**Task:** From the listing below, copy only the lines running from the line that contains "x=143, y=396" to the line that contains "x=328, y=937", both included.

**Entries shown:**
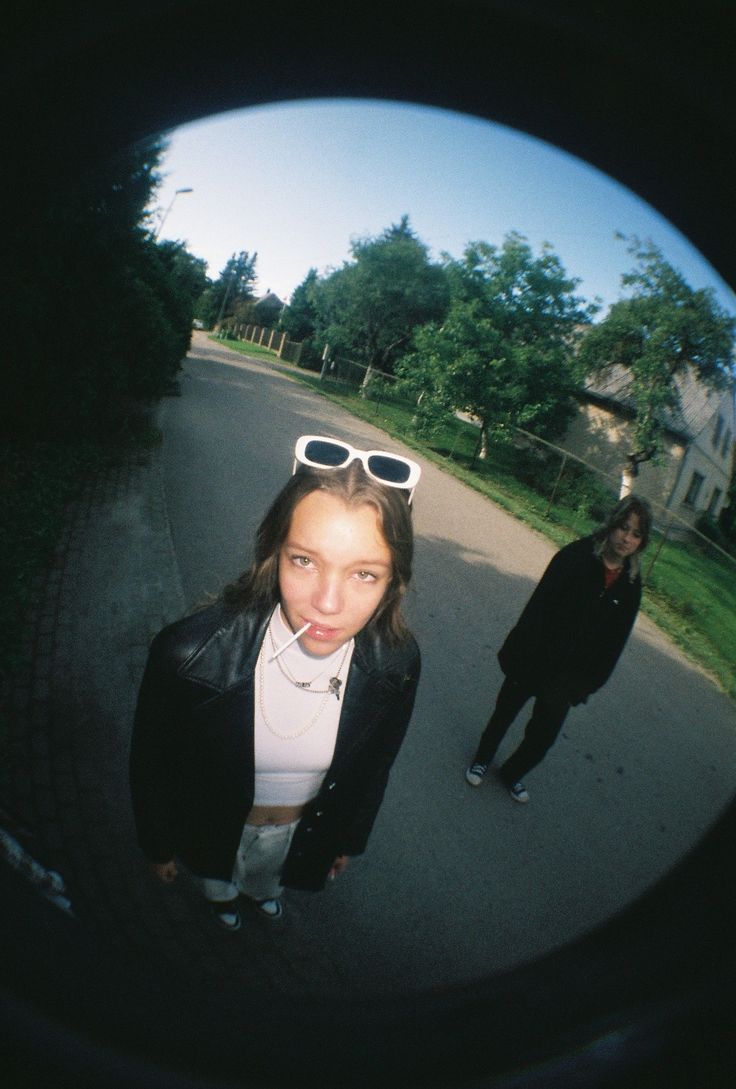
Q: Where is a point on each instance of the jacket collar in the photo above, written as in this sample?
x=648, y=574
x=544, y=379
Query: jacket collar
x=227, y=656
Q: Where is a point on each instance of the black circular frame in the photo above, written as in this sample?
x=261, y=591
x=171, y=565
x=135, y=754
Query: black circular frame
x=644, y=92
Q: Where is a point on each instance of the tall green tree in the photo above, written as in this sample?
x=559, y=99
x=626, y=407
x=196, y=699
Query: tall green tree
x=298, y=319
x=220, y=302
x=661, y=331
x=88, y=301
x=370, y=306
x=503, y=353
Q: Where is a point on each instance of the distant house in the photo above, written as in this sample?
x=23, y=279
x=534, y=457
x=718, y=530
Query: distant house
x=692, y=476
x=267, y=308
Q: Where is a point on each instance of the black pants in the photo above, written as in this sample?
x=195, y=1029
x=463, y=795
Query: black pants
x=540, y=734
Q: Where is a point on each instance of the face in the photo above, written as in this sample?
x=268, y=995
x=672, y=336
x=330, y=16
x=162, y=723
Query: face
x=334, y=569
x=626, y=539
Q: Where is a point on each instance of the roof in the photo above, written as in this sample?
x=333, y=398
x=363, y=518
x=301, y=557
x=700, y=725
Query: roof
x=698, y=402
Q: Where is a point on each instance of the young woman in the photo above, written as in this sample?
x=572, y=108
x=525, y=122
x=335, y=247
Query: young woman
x=567, y=640
x=268, y=722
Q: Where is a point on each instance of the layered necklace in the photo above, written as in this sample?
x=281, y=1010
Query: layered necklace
x=333, y=687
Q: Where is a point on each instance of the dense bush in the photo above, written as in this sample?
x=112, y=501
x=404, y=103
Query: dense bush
x=96, y=311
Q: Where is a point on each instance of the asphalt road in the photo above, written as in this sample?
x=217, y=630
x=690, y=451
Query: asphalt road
x=456, y=883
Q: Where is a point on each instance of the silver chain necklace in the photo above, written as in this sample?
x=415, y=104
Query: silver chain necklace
x=333, y=684
x=327, y=692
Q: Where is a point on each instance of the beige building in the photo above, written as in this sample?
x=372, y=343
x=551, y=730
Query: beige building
x=695, y=469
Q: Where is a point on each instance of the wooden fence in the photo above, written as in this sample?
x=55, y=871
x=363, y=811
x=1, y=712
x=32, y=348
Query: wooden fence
x=279, y=342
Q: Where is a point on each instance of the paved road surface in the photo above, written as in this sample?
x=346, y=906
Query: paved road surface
x=456, y=883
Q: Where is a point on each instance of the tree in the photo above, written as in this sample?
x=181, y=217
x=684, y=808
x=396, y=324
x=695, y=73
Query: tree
x=234, y=286
x=661, y=331
x=97, y=310
x=370, y=306
x=298, y=319
x=504, y=351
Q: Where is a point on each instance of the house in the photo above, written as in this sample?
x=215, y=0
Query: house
x=267, y=308
x=697, y=455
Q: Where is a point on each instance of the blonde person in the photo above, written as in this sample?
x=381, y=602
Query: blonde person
x=567, y=640
x=268, y=722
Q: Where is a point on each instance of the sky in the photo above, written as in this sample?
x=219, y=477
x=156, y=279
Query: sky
x=297, y=182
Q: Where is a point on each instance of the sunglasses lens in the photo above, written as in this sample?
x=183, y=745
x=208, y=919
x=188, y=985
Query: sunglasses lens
x=389, y=468
x=326, y=453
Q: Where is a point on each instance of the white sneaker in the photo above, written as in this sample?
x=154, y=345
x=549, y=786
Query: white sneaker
x=475, y=773
x=272, y=908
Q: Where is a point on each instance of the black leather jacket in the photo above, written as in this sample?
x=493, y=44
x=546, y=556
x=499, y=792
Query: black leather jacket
x=192, y=754
x=573, y=629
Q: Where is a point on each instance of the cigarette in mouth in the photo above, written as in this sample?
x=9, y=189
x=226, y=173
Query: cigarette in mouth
x=289, y=643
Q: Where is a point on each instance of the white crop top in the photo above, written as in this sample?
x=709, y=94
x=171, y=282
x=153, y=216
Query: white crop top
x=295, y=729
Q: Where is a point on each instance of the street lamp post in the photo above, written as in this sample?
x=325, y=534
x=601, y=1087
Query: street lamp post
x=163, y=218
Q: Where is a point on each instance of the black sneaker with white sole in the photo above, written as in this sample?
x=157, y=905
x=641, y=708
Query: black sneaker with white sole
x=475, y=773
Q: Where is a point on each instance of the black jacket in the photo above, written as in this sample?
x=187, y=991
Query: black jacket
x=572, y=632
x=192, y=754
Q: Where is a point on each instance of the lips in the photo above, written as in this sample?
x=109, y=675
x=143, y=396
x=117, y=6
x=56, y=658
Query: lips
x=320, y=632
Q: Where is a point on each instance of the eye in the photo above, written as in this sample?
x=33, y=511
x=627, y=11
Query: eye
x=301, y=561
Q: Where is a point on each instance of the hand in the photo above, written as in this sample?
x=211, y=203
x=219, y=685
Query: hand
x=339, y=866
x=164, y=871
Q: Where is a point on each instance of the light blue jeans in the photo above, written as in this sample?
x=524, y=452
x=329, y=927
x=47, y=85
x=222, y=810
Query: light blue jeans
x=257, y=870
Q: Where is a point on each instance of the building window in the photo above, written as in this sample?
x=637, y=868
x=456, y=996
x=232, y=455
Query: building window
x=713, y=505
x=694, y=490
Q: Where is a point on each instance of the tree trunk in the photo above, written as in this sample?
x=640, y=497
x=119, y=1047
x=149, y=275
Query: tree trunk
x=366, y=381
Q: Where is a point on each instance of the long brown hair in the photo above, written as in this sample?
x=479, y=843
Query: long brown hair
x=621, y=513
x=259, y=585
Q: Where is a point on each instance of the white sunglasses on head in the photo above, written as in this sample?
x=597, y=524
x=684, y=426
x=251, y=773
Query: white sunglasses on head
x=321, y=452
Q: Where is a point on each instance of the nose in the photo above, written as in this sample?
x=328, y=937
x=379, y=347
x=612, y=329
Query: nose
x=328, y=595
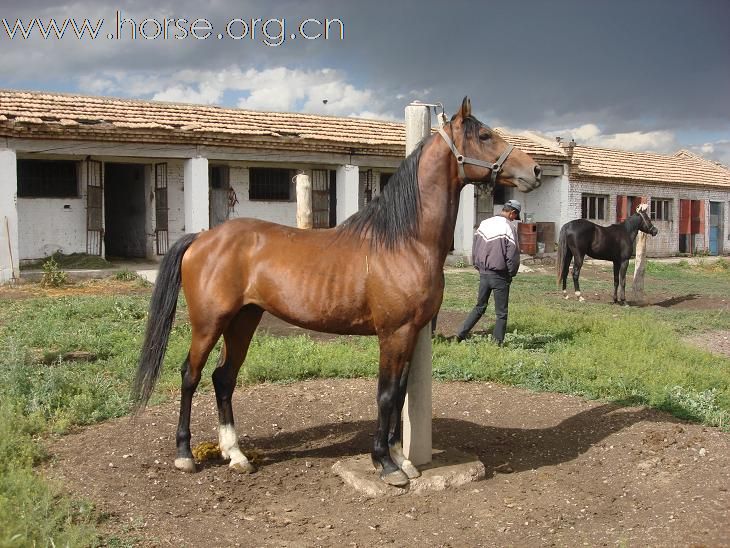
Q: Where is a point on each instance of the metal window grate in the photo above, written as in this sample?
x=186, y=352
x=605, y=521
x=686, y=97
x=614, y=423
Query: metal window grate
x=94, y=207
x=273, y=184
x=162, y=234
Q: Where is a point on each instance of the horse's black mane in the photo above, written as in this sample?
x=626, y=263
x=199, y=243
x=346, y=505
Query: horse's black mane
x=394, y=215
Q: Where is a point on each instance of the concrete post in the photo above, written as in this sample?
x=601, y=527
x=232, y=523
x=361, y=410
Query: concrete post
x=348, y=191
x=465, y=219
x=418, y=408
x=640, y=267
x=640, y=262
x=195, y=189
x=9, y=258
x=304, y=201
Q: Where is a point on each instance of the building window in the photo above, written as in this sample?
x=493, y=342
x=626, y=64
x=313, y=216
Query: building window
x=661, y=210
x=219, y=177
x=273, y=184
x=47, y=179
x=593, y=207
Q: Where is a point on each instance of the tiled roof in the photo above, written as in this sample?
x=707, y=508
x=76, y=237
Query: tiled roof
x=57, y=115
x=66, y=116
x=683, y=167
x=535, y=145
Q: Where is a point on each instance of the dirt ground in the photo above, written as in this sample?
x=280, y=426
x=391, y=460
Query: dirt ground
x=577, y=473
x=561, y=471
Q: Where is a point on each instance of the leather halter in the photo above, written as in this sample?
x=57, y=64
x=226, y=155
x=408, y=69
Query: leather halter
x=496, y=167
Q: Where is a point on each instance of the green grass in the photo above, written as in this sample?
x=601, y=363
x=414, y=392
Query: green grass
x=70, y=261
x=628, y=355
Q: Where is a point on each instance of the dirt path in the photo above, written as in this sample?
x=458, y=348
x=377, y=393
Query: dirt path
x=583, y=473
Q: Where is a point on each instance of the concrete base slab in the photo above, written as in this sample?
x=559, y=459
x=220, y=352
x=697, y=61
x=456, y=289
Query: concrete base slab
x=449, y=468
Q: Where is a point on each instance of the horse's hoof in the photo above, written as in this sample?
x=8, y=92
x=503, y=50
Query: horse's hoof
x=185, y=464
x=397, y=478
x=242, y=467
x=410, y=470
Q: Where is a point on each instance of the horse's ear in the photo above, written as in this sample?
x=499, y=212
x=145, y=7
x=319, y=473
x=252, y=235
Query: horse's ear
x=465, y=108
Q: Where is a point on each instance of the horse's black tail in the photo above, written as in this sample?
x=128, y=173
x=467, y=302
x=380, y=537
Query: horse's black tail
x=560, y=265
x=159, y=323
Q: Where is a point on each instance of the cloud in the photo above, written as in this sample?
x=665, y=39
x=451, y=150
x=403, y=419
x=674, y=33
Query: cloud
x=324, y=90
x=645, y=141
x=718, y=151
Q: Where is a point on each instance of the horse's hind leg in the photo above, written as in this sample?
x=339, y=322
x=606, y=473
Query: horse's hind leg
x=200, y=347
x=395, y=352
x=237, y=338
x=622, y=280
x=567, y=257
x=577, y=265
x=616, y=279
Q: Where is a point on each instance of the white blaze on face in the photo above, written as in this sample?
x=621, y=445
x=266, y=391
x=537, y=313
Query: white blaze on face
x=228, y=441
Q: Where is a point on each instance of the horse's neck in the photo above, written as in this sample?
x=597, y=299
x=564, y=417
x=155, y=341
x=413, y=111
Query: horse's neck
x=439, y=209
x=632, y=227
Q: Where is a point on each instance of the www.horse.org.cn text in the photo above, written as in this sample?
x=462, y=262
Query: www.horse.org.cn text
x=272, y=32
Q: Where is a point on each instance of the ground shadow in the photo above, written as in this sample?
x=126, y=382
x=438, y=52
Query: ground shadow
x=666, y=303
x=522, y=448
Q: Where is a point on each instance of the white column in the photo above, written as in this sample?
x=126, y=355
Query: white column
x=348, y=191
x=304, y=200
x=418, y=408
x=464, y=232
x=9, y=259
x=195, y=189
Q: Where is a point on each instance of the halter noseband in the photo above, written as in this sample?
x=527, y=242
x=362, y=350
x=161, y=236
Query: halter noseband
x=496, y=167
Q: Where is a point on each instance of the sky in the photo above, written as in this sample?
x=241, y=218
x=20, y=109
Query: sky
x=645, y=75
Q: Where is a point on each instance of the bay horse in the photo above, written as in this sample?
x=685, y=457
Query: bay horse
x=615, y=243
x=378, y=273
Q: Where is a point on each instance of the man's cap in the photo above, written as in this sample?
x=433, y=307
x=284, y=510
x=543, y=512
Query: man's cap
x=514, y=204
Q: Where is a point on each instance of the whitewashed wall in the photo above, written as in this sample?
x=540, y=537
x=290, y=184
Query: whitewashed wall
x=666, y=243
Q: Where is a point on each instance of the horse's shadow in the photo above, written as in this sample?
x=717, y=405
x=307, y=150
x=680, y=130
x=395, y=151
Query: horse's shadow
x=521, y=448
x=677, y=300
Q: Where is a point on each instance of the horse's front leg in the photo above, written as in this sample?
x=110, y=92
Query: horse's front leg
x=395, y=439
x=577, y=265
x=622, y=279
x=395, y=353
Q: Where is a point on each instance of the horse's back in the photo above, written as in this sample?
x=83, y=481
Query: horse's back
x=311, y=278
x=597, y=241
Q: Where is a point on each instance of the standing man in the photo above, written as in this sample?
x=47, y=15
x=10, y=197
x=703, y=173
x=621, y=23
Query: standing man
x=496, y=255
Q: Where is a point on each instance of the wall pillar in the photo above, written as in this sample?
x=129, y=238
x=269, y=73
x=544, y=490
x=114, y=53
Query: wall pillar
x=9, y=258
x=348, y=191
x=196, y=194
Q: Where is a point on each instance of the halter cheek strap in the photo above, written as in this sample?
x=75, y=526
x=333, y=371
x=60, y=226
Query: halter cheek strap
x=495, y=168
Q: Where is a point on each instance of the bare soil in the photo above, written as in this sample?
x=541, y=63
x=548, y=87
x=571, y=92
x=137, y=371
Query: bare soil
x=577, y=472
x=561, y=471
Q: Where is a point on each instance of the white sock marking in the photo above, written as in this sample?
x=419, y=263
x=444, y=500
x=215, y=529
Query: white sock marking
x=228, y=441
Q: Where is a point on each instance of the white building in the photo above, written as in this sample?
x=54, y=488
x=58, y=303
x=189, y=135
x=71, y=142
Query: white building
x=123, y=178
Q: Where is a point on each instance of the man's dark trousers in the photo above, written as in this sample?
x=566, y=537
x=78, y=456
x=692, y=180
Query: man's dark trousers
x=492, y=281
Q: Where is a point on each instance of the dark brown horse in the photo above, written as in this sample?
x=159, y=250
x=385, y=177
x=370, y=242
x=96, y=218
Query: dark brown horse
x=378, y=273
x=612, y=243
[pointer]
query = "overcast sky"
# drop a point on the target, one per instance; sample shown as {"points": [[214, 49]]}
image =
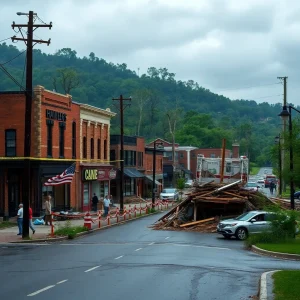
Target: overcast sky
{"points": [[237, 48]]}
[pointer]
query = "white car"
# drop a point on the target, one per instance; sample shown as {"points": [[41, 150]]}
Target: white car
{"points": [[169, 194], [251, 186], [189, 183], [261, 180]]}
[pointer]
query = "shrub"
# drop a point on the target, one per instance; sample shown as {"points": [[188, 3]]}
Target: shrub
{"points": [[69, 230]]}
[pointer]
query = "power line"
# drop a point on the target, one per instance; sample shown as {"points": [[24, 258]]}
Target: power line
{"points": [[4, 40], [249, 87], [2, 64], [12, 78]]}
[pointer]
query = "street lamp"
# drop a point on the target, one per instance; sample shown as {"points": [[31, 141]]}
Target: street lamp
{"points": [[277, 141], [287, 114], [155, 146]]}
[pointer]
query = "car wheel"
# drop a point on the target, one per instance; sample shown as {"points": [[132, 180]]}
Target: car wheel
{"points": [[226, 236], [241, 233]]}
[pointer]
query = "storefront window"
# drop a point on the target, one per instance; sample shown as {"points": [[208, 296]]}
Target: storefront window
{"points": [[85, 194]]}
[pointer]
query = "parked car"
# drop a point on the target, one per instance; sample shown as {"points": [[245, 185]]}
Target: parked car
{"points": [[261, 180], [251, 186], [189, 183], [268, 180], [247, 223], [169, 194], [297, 195]]}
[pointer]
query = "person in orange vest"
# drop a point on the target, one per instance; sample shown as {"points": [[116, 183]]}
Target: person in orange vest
{"points": [[30, 220]]}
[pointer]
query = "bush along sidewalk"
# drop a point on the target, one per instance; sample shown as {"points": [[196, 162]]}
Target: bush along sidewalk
{"points": [[286, 285], [73, 231], [69, 230]]}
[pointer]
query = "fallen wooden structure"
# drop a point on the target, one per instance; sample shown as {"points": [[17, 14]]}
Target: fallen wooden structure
{"points": [[208, 203]]}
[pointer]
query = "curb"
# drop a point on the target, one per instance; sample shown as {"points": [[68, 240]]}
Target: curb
{"points": [[78, 235], [275, 254], [263, 290]]}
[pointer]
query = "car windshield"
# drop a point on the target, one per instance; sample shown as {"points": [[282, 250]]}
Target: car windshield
{"points": [[245, 216], [169, 190]]}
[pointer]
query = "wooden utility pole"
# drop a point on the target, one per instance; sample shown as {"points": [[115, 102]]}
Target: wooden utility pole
{"points": [[121, 109], [26, 195], [223, 160], [284, 127]]}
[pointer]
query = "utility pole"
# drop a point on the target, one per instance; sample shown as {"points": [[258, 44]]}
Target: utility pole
{"points": [[121, 109], [284, 128], [26, 196]]}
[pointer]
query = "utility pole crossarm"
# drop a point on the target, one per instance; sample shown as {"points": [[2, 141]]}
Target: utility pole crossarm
{"points": [[14, 38], [34, 25]]}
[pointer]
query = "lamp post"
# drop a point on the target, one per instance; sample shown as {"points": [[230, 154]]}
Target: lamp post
{"points": [[277, 141], [287, 114], [155, 144]]}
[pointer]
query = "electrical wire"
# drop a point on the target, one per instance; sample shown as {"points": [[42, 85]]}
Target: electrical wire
{"points": [[4, 40], [2, 64], [12, 78], [25, 60], [249, 87]]}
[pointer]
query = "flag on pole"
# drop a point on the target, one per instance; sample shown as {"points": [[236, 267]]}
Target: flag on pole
{"points": [[65, 177]]}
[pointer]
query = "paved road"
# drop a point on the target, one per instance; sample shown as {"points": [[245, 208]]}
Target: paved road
{"points": [[134, 262]]}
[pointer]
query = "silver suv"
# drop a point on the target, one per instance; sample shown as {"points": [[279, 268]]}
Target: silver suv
{"points": [[250, 222]]}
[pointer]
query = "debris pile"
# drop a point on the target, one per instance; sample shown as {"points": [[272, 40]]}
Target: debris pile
{"points": [[208, 203]]}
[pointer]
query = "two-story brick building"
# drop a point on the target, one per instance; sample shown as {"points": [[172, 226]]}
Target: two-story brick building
{"points": [[63, 132], [138, 166], [53, 146], [96, 171]]}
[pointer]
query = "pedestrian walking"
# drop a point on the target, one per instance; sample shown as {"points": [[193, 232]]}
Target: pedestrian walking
{"points": [[106, 203], [20, 219], [48, 217], [272, 187], [30, 221], [111, 201], [95, 201]]}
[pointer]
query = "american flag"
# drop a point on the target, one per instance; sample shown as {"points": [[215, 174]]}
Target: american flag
{"points": [[65, 177]]}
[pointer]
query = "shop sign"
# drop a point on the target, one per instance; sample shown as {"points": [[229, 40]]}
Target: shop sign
{"points": [[55, 115], [89, 174], [112, 174], [101, 174]]}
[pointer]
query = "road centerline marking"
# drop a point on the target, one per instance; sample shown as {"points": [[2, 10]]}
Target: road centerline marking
{"points": [[41, 290], [62, 281], [91, 269]]}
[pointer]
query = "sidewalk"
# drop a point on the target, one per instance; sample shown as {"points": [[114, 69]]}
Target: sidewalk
{"points": [[9, 235]]}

**Response to the task:**
x=143, y=396
x=117, y=6
x=56, y=658
Query: lips
x=320, y=632
Q: Where is a point on each instance of the eye in the photo above, written as in this sample?
x=33, y=511
x=627, y=11
Query: eye
x=301, y=561
Q: Where is a point on each instance of the hand in the photo above, written as in this sample?
x=211, y=203
x=219, y=685
Query: hand
x=339, y=866
x=164, y=871
Q: Where is a point on each instance of the light blue jeans in the photo above, written as in this sample?
x=524, y=452
x=329, y=927
x=47, y=85
x=222, y=810
Query: light blue jeans
x=257, y=870
Q: Where is a point on each instance of the building window in the photo above, written as in this sample?
x=637, y=868
x=456, y=996
x=232, y=455
Query: building window
x=713, y=505
x=694, y=490
Q: Where is a point on each instance of the tree trunk in the photo above, written as in this sample?
x=640, y=497
x=119, y=1047
x=149, y=275
Query: tree trunk
x=366, y=381
Q: Where is a point on each instance of the long brown hair in the photo above, written as in this sample?
x=479, y=843
Query: long brown hair
x=621, y=513
x=259, y=585
Q: Where is a point on each instance of the white sunglasses on head in the photo above, written as in this sample?
x=597, y=524
x=684, y=426
x=251, y=773
Query: white sunglasses on head
x=321, y=452
Q: Where is a point on each instance of the nose in the photo above, written as in this sample?
x=328, y=937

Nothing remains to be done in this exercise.